# Directions:
Locate every line in the data below that contains the word "forearm", and copy each such line.

# Given information:
- - - -

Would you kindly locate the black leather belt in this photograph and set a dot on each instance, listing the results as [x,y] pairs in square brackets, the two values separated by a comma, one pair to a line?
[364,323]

- - - -

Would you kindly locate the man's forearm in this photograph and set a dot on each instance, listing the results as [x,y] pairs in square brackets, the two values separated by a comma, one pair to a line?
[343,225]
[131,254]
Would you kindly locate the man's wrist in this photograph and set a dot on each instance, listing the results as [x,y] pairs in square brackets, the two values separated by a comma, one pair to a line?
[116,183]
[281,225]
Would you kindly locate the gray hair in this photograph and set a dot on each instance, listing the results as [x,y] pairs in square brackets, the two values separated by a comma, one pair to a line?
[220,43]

- - - -

# Solution:
Would you kindly locate the man's forearm in this photograph and set a dot on each instance, listing the results as [x,y] pairs in square brackets, the two values separated by a comma, one pair to a line?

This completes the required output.